> [PROBLEM TO SOLVE] Each record should be given again exactly as it appears, with no image included.

> [SOURCE INFORMATION]

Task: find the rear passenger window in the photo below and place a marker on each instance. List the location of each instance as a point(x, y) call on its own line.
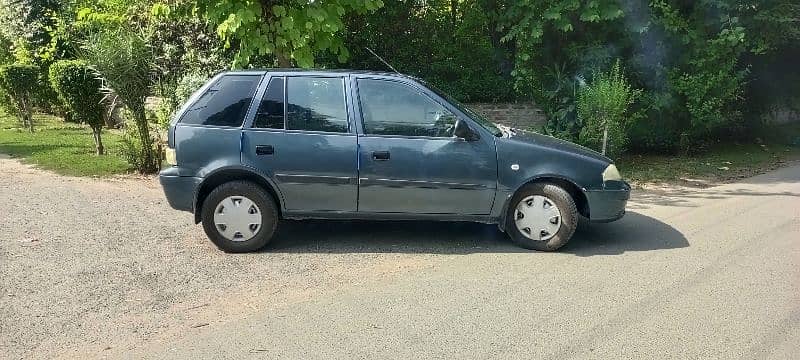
point(316, 104)
point(270, 111)
point(225, 103)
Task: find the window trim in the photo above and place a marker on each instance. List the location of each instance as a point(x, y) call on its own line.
point(408, 85)
point(213, 81)
point(262, 92)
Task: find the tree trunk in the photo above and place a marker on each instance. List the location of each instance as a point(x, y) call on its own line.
point(148, 165)
point(27, 117)
point(283, 60)
point(98, 142)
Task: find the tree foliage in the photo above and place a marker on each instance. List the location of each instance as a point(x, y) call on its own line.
point(19, 82)
point(604, 111)
point(290, 30)
point(124, 61)
point(78, 87)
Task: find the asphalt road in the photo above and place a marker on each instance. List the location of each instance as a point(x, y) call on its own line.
point(710, 273)
point(103, 268)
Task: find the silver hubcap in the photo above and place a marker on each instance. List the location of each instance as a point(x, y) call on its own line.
point(537, 217)
point(237, 218)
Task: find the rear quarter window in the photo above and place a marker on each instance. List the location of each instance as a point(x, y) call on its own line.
point(225, 103)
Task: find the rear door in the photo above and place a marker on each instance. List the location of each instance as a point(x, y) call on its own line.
point(410, 160)
point(301, 137)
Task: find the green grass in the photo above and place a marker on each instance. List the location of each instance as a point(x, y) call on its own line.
point(723, 163)
point(64, 148)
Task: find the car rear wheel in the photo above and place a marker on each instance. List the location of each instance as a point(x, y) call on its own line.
point(541, 216)
point(239, 216)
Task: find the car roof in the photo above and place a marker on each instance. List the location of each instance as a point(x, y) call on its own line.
point(319, 72)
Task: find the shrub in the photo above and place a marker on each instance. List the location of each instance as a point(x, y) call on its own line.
point(78, 88)
point(19, 83)
point(603, 110)
point(180, 92)
point(125, 61)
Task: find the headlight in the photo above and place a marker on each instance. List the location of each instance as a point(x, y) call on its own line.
point(611, 173)
point(169, 156)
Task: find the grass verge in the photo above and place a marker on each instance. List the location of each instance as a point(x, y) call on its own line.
point(723, 163)
point(64, 148)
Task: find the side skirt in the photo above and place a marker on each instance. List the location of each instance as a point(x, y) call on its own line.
point(349, 215)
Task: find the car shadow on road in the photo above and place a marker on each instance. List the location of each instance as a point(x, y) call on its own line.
point(635, 232)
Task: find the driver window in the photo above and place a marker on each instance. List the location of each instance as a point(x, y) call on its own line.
point(391, 108)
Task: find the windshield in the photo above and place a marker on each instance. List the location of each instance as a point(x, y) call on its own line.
point(482, 121)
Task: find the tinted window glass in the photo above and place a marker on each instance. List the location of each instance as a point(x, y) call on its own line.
point(316, 104)
point(391, 108)
point(224, 103)
point(270, 111)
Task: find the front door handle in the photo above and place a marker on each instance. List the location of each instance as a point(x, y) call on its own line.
point(380, 155)
point(264, 150)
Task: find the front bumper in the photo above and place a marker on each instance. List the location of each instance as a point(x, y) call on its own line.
point(609, 204)
point(179, 190)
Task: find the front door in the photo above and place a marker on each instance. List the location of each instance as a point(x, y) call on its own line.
point(409, 160)
point(301, 138)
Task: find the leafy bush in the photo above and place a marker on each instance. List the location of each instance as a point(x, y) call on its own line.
point(78, 88)
point(603, 108)
point(19, 82)
point(124, 60)
point(133, 146)
point(176, 95)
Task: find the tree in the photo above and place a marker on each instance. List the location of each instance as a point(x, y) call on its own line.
point(19, 82)
point(27, 21)
point(289, 30)
point(79, 88)
point(124, 61)
point(603, 109)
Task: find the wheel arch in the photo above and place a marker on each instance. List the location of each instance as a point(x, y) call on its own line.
point(221, 176)
point(575, 191)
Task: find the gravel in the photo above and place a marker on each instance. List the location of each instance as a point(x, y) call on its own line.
point(91, 265)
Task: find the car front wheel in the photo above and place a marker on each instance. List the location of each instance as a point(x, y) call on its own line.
point(239, 216)
point(541, 216)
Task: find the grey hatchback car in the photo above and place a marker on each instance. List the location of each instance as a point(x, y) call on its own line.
point(250, 148)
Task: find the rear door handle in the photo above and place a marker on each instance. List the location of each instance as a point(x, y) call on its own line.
point(380, 155)
point(264, 150)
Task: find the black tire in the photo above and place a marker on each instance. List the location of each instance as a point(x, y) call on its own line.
point(265, 204)
point(566, 206)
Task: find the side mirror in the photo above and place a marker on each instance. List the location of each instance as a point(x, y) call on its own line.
point(463, 131)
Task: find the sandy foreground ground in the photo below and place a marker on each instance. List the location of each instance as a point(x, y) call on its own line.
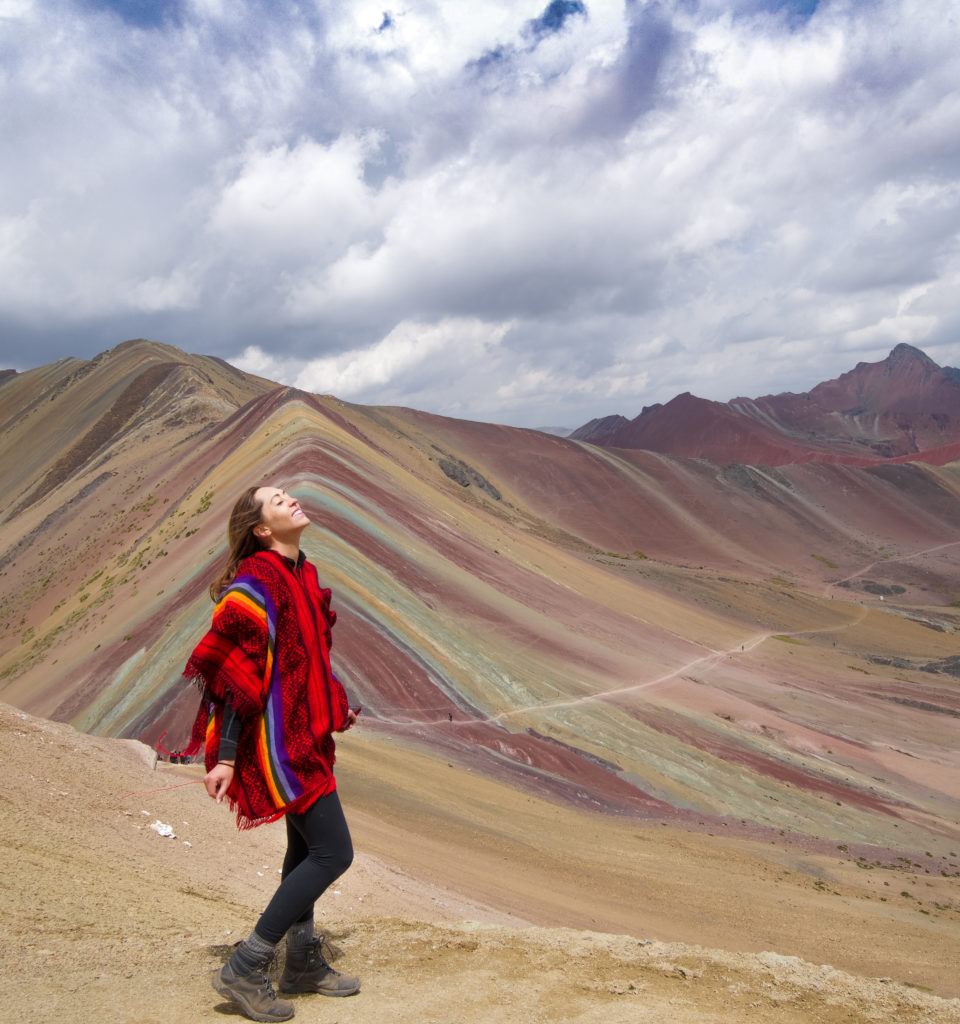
point(105, 920)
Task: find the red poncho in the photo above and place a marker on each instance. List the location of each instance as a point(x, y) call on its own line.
point(268, 649)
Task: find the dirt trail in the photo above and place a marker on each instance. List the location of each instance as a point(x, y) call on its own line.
point(106, 921)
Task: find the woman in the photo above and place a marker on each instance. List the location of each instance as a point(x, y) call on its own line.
point(270, 706)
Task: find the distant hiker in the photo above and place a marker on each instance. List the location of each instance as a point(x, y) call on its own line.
point(270, 706)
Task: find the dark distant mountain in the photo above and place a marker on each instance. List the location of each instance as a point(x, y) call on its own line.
point(900, 408)
point(597, 431)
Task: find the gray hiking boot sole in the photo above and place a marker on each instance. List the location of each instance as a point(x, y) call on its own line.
point(253, 995)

> [SOLUTION FOR THIS TASK]
Task: find the rear passenger window in the photo below and place a marker on each instance. List the location of each instance as a point(x, y) call on its own line.
point(316, 104)
point(270, 111)
point(225, 103)
Task: find the window trim in the photo above and place a marker on each instance. List the location of each instance as a point(x, y) call on its own line.
point(408, 85)
point(213, 81)
point(262, 92)
Task: find the tree trunk in the photo above and place a marker on each instance. List the location of each instance as a point(x, y) call on its own line.
point(148, 165)
point(27, 117)
point(283, 60)
point(98, 142)
Task: find the tree foliage in the photo above and place a marker on each instance. List the location of each instance as a point(x, y) call on its own line.
point(19, 82)
point(604, 111)
point(290, 30)
point(124, 61)
point(78, 87)
Task: find the asphalt road in the photo above and place a marker on each instance. List the location of each instance as a point(x, y) call on its own line.
point(710, 273)
point(103, 268)
Task: find the silver hubcap in the photo above and place a marker on each instance. List the location of each instance as a point(x, y) call on its own line.
point(537, 217)
point(237, 218)
Task: find the rear quarter window in the photo above and place a marker on each instance. List the location of each instance as a point(x, y) call on its own line.
point(225, 103)
Task: find the rear door in the photo above and place a marker on each instance. List the location of each instance as a point(x, y) call on its own line.
point(410, 160)
point(301, 137)
Task: find the green grass in the photo above and place a marker on each instance. List the location of each instance as a point(x, y) call on its own line.
point(723, 163)
point(64, 148)
Task: find the car rear wheel in the photo above and place a marker on each instance. List the location of each instance as a point(x, y) call on its own line.
point(541, 216)
point(239, 216)
Task: find the car roof in the photo above and place a marker on each instance. List the location of each instance as a point(x, y) call on its own line.
point(319, 72)
Task: find the shrub in the photo above and place a marker on each instance. List the location of each instance as a point(x, y) call on its own line.
point(78, 88)
point(19, 83)
point(603, 110)
point(180, 92)
point(125, 61)
Task: find the headlight in the photo above and place a marker on each instance. List the location of each instance as a point(x, y) call on its own line.
point(611, 173)
point(169, 156)
Task: find the grass verge in the photo above and place a marker on each instance. List the location of each instance as a point(x, y) call on its own line.
point(723, 163)
point(64, 148)
Task: find the side skirt in the photo above and place a marker on each instance. List the location of each instance as a point(x, y) call on its own line.
point(349, 215)
Task: find the car shadow on road in the photo above and place a marker on each instance. List the location of each instance as a point(x, y) call on its own line.
point(635, 232)
Task: find the driver window in the photo above and place a marker on each instance. List the location of each instance as a point(x, y) call on its own line.
point(391, 108)
Task: find the windshield in the photo above and place a marker on each instance. List the location of each instance as a point(x, y) call on its own line.
point(482, 121)
Task: find the tinted window glass in the photo above and place a marker on each instance. List the location of each instance as a point(x, y) call on its own line.
point(316, 104)
point(391, 108)
point(224, 103)
point(270, 111)
Task: find the front door handle in the photo above and place a marker on each instance. List the location of each instance as a point(x, y) call on its own line.
point(380, 155)
point(264, 150)
Task: find the front bumper in the photo above and place a marker on each instance. List the location of each instance as a point(x, y) call on its own line.
point(609, 204)
point(179, 190)
Task: find the front door in the photo above and place a marker on each instance. List the location of each instance as a point(x, y) call on its own line.
point(409, 160)
point(301, 138)
Task: find the leafy bush in the photo above and place a marker on each instance. List the location of each instance as a point(x, y) call on its own line.
point(78, 88)
point(603, 108)
point(19, 82)
point(124, 60)
point(133, 146)
point(176, 95)
Task: find the tree in the photo above and place a marker on each instance. List the location of each instance as a point(x, y) call on its own line.
point(19, 82)
point(27, 21)
point(289, 30)
point(79, 88)
point(124, 61)
point(603, 109)
Task: find the wheel arch in the photo above and place a marker on each instance. List the location of each instance as a point(x, y) call on its own line.
point(221, 176)
point(575, 191)
Task: find the gravel in the photo above and place a marker on each instance. List the location of each instance as a point(x, y) call on its own line.
point(91, 265)
Task: find the car front wheel in the photo above and place a marker on each instance. List the location of each instance as a point(x, y) call on its own line.
point(239, 216)
point(541, 216)
Task: find the grey hatchback car in the photo above and place a marker on each instance. List the location of each instance as a point(x, y) call on its own line.
point(250, 148)
Task: find the rear door handle in the photo above and place a marker on each instance. List the location of each instance as a point(x, y) call on its own line.
point(380, 155)
point(264, 150)
Task: find the black tire in the photo above and place a marker on each instance. List the location of each instance as a point(x, y) call on its own line.
point(265, 204)
point(566, 206)
Task: find the side mirror in the photo above and place a marker on each instance. List the location of each instance as a point(x, y) call on its own line.
point(463, 131)
Task: find the sandy foreground ground in the photo below and place a marker on each instance. List the location of each instance as a point(x, y) call on its own line.
point(105, 920)
Task: find the red poncho in the photo above and place a marker on each instance. List the location of each instance as a point(x, y) call on its own line.
point(268, 649)
Task: find the dirt trail in the photo above and place a marker on each instance. List the location of each instance as a point(x, y) call on its own line.
point(106, 921)
Task: find the woman in the photo above and place a marker on each instance. List the location of each instance as a point(x, y) call on its own line.
point(270, 706)
Task: find the distant hiker in the photo above and place a marker on each instance. List the location of each instance as a point(x, y) call on its own line.
point(270, 706)
Task: find the dark distant mountain in the photo above and place a marker on each instance. List the location of each instance as a point(x, y) call on its own line.
point(900, 408)
point(597, 431)
Task: find the gray hiking boot sole in the photo above and place a marker on each instance. List the location of each instance as a point(x, y) call on its own line.
point(253, 995)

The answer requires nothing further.